* _What this task involves_
Each record should be written out exactly as given.

*** Provided material ***

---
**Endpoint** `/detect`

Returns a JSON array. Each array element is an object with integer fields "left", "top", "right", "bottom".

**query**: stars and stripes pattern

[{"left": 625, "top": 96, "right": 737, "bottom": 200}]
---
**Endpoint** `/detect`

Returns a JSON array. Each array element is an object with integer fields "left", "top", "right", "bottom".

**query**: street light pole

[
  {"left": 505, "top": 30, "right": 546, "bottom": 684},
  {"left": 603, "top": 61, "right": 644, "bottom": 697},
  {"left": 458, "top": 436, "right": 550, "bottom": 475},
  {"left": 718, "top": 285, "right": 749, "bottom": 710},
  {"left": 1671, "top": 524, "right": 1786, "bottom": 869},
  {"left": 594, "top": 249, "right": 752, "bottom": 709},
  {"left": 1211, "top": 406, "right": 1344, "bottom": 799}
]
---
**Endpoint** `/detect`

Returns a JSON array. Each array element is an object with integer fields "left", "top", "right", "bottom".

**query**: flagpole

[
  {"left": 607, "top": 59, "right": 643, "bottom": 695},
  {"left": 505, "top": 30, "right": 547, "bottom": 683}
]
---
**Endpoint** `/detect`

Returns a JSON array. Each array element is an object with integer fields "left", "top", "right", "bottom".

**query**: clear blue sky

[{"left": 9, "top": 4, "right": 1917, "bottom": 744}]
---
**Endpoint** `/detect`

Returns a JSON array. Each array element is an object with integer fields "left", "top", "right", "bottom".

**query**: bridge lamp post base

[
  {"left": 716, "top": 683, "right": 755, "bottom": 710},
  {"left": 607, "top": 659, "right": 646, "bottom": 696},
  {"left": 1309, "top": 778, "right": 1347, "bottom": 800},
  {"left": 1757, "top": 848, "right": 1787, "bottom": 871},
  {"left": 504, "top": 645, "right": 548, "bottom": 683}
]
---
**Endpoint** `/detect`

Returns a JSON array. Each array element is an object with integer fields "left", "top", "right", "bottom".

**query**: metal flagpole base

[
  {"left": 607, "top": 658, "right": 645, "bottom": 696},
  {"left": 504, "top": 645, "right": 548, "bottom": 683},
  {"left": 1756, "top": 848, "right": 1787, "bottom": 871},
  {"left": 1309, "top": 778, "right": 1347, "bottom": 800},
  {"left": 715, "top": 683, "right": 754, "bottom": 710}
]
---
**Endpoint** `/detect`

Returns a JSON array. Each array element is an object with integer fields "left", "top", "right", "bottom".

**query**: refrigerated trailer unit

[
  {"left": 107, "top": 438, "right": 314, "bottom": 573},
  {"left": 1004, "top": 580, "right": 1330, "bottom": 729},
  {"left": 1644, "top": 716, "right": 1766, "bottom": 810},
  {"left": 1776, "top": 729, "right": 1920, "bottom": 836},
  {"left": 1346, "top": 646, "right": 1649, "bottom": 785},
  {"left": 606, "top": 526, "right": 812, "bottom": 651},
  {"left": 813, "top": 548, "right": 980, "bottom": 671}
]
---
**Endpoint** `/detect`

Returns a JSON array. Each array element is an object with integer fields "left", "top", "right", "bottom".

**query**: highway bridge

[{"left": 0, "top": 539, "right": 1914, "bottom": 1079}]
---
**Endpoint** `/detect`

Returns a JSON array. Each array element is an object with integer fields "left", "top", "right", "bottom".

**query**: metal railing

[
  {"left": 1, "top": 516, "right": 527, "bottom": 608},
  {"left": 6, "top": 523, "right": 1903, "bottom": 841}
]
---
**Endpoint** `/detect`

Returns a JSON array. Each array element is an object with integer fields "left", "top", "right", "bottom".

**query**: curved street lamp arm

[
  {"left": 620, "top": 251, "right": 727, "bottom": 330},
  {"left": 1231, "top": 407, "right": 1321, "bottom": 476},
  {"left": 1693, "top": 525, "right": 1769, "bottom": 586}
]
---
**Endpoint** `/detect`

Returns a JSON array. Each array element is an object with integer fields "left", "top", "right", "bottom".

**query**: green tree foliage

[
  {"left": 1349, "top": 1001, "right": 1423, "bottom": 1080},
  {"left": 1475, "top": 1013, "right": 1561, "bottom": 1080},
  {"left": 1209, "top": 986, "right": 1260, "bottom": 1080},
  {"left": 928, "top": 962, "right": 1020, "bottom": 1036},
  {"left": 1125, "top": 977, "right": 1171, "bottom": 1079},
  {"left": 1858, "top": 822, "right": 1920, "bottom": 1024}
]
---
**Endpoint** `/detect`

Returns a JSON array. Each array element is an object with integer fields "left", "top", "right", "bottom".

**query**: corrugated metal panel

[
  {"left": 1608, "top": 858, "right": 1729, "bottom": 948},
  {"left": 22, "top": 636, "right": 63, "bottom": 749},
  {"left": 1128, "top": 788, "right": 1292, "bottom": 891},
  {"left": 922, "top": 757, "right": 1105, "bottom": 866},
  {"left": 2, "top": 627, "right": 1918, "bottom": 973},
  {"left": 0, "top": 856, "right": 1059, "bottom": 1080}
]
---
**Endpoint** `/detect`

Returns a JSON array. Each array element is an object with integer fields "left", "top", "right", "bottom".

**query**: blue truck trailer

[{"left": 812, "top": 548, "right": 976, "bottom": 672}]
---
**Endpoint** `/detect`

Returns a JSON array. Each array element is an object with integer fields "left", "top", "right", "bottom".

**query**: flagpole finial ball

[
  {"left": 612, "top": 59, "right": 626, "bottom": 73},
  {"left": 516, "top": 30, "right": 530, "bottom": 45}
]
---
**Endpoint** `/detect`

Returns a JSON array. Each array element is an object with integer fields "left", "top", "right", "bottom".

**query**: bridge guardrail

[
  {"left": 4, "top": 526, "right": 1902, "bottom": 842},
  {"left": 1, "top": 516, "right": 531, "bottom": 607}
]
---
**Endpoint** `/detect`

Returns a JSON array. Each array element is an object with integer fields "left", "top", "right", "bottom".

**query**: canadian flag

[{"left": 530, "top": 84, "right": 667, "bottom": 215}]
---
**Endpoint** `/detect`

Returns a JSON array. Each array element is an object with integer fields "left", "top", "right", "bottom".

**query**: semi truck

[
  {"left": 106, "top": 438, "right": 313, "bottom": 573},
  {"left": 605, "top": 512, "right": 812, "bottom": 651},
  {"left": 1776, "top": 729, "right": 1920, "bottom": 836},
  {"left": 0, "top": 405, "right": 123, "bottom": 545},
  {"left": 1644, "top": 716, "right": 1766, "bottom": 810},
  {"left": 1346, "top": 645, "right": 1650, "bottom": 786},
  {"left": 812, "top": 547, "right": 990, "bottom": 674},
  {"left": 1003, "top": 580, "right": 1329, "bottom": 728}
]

*** End of Provided material ***

* _Exercise answer_
---
**Endpoint** `/detect`

Returns a JSON array. Each array element is an object with integer fields "left", "top", "right", "bottom".

**query**: stars and stripes pattern

[{"left": 625, "top": 96, "right": 737, "bottom": 200}]
---
**Endpoint** `/detect`

Returns a JSON array. Each array element is an object with integer fields "left", "top", "right", "bottom".

**query**: street light pole

[
  {"left": 505, "top": 30, "right": 546, "bottom": 684},
  {"left": 603, "top": 61, "right": 644, "bottom": 697},
  {"left": 458, "top": 436, "right": 550, "bottom": 475},
  {"left": 718, "top": 285, "right": 749, "bottom": 710},
  {"left": 1671, "top": 524, "right": 1786, "bottom": 869},
  {"left": 594, "top": 249, "right": 752, "bottom": 709},
  {"left": 1211, "top": 406, "right": 1344, "bottom": 799}
]
---
**Endpoint** `/detect`

Returns a JSON array. Each array element is an object with integer fields "left", "top", "right", "bottom".

**query**: flagpole

[
  {"left": 607, "top": 59, "right": 643, "bottom": 695},
  {"left": 505, "top": 30, "right": 547, "bottom": 683}
]
---
**Endpoint** `/detect`

Returns a JSON array. Each array element is an object with integer fields "left", "top", "right", "bottom".

**query**: clear blue sky

[{"left": 9, "top": 4, "right": 1917, "bottom": 744}]
---
**Endpoint** `/detect`

Returns a JSON array. Each array element is an object with integer fields "left", "top", "right", "bottom".

**query**: bridge lamp post base

[
  {"left": 716, "top": 683, "right": 755, "bottom": 710},
  {"left": 607, "top": 659, "right": 646, "bottom": 696},
  {"left": 1309, "top": 778, "right": 1347, "bottom": 800},
  {"left": 1757, "top": 848, "right": 1787, "bottom": 871},
  {"left": 504, "top": 645, "right": 548, "bottom": 683}
]
---
**Endpoint** `/detect`

Returns a JSON array. Each array element is an object with integer fields "left", "top", "right", "bottom".

**query**: metal flagpole base

[
  {"left": 607, "top": 658, "right": 645, "bottom": 696},
  {"left": 504, "top": 645, "right": 548, "bottom": 683},
  {"left": 1756, "top": 848, "right": 1787, "bottom": 871},
  {"left": 1309, "top": 778, "right": 1347, "bottom": 800},
  {"left": 715, "top": 683, "right": 754, "bottom": 710}
]
---
**Endpoint** `/detect`

Returns a JSON array. Each array element is an object with integer fields "left", "top", "right", "bottom".

**query**: refrigerated trailer unit

[
  {"left": 107, "top": 438, "right": 314, "bottom": 573},
  {"left": 1004, "top": 580, "right": 1330, "bottom": 729},
  {"left": 1644, "top": 716, "right": 1766, "bottom": 810},
  {"left": 1776, "top": 729, "right": 1920, "bottom": 836},
  {"left": 1346, "top": 646, "right": 1649, "bottom": 785},
  {"left": 606, "top": 526, "right": 812, "bottom": 651},
  {"left": 813, "top": 548, "right": 980, "bottom": 671}
]
---
**Endpoint** `/detect`

Returns a JSON array. Each array element is an object with integer fields "left", "top", "right", "bottom".

**query**: highway bridge

[{"left": 0, "top": 539, "right": 1914, "bottom": 1079}]
---
**Endpoint** `/detect`

Returns a JSON array. Each array element is an object with integer fields "left", "top", "right", "bottom".

**query**: metal railing

[
  {"left": 1, "top": 516, "right": 527, "bottom": 608},
  {"left": 6, "top": 523, "right": 1903, "bottom": 841}
]
---
**Endpoint** `/detect`

Returns a JSON array. Each array element is an object with integer fields "left", "top", "right", "bottom".

**query**: curved street lamp arm

[
  {"left": 620, "top": 251, "right": 727, "bottom": 330},
  {"left": 1231, "top": 407, "right": 1321, "bottom": 476},
  {"left": 1693, "top": 525, "right": 1769, "bottom": 586}
]
---
**Endpoint** `/detect`

Returns a JSON array. Each array element is an object with integer fields "left", "top", "right", "bottom".

**query**: green tree foliage

[
  {"left": 1349, "top": 1001, "right": 1423, "bottom": 1080},
  {"left": 1475, "top": 1013, "right": 1561, "bottom": 1080},
  {"left": 1209, "top": 986, "right": 1260, "bottom": 1080},
  {"left": 928, "top": 962, "right": 1020, "bottom": 1036},
  {"left": 1125, "top": 977, "right": 1171, "bottom": 1079},
  {"left": 1858, "top": 822, "right": 1920, "bottom": 1024}
]
---
**Endpoint** `/detect`

Returns a JSON array. Each array element is an object with integer fields "left", "top", "right", "bottom".

**query**: corrugated metal panel

[
  {"left": 1608, "top": 858, "right": 1729, "bottom": 948},
  {"left": 22, "top": 636, "right": 63, "bottom": 749},
  {"left": 1128, "top": 788, "right": 1292, "bottom": 891},
  {"left": 922, "top": 757, "right": 1105, "bottom": 866},
  {"left": 2, "top": 627, "right": 1918, "bottom": 973},
  {"left": 0, "top": 856, "right": 1059, "bottom": 1080}
]
---
**Endpoint** `/detect`

Returns a JSON array. Each array element is an object with integer fields "left", "top", "right", "bottom".

**query**: blue truck trailer

[{"left": 812, "top": 548, "right": 976, "bottom": 672}]
---
**Endpoint** `/detect`

Returns a JSON array. Each array element is an object with integer fields "left", "top", "right", "bottom".

**query**: flagpole finial ball

[
  {"left": 612, "top": 59, "right": 626, "bottom": 73},
  {"left": 516, "top": 30, "right": 530, "bottom": 45}
]
---
**Endpoint** `/detect`

Returns a JSON array. Each array element is an object with integer fields "left", "top", "right", "bottom".

**query**: bridge guardrail

[
  {"left": 4, "top": 526, "right": 1902, "bottom": 842},
  {"left": 1, "top": 516, "right": 531, "bottom": 607}
]
---
**Endpoint** `/detect`

Returns a JSON array. Each array element is an object with integer fields "left", "top", "right", "bottom".

**query**: canadian flag

[{"left": 530, "top": 84, "right": 667, "bottom": 215}]
---
**Endpoint** `/detect`

Returns a JSON array. Each array element is an object with integer fields "left", "top", "right", "bottom".

**query**: semi truck

[
  {"left": 106, "top": 438, "right": 313, "bottom": 573},
  {"left": 605, "top": 512, "right": 812, "bottom": 651},
  {"left": 1776, "top": 729, "right": 1920, "bottom": 836},
  {"left": 0, "top": 405, "right": 123, "bottom": 545},
  {"left": 1644, "top": 716, "right": 1766, "bottom": 810},
  {"left": 1346, "top": 645, "right": 1650, "bottom": 786},
  {"left": 812, "top": 547, "right": 990, "bottom": 674},
  {"left": 1003, "top": 580, "right": 1329, "bottom": 728}
]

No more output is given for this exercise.